EXERCISE DIRECTIONS: Every line from the one containing "white pennant?" through the last line below should be reproduced exactly; please include nothing else.

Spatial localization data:
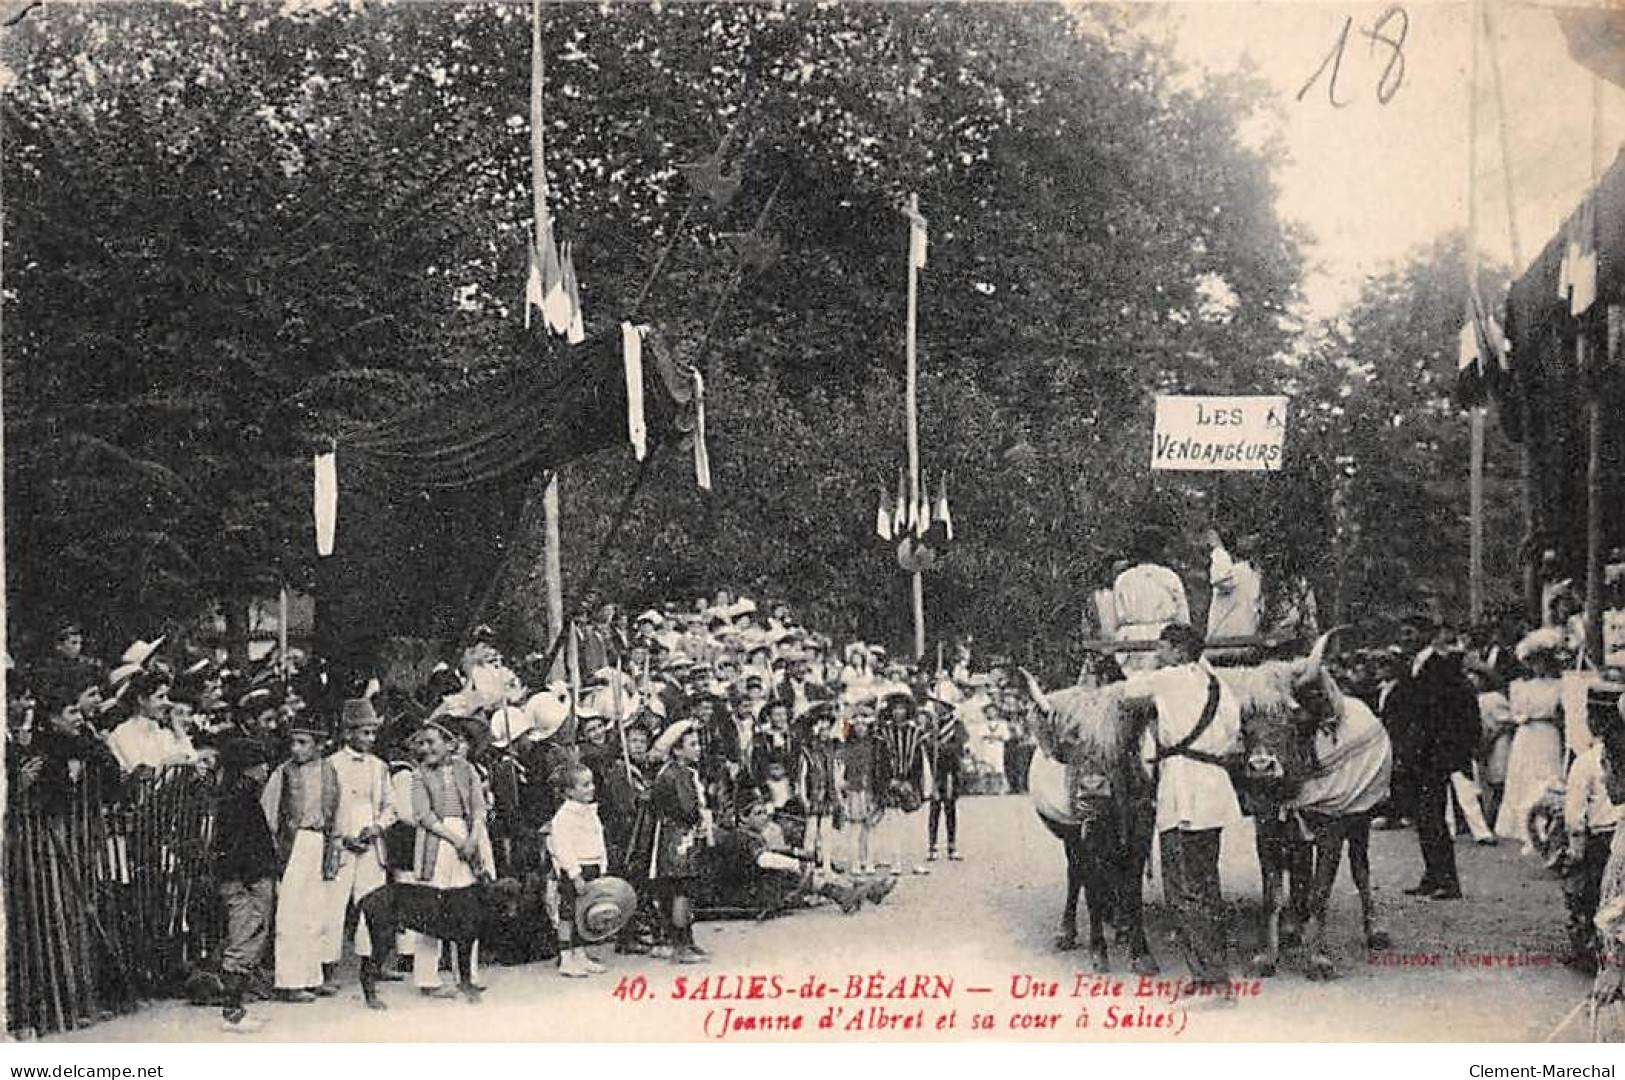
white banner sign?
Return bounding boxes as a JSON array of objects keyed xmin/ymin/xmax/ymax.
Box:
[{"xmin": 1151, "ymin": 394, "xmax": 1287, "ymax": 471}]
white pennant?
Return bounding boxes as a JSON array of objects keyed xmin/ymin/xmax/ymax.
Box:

ANSWER BELOW:
white pennant?
Return bounding boxes as a JSON array of objects keyed xmin/ymin/xmax/ymax.
Box:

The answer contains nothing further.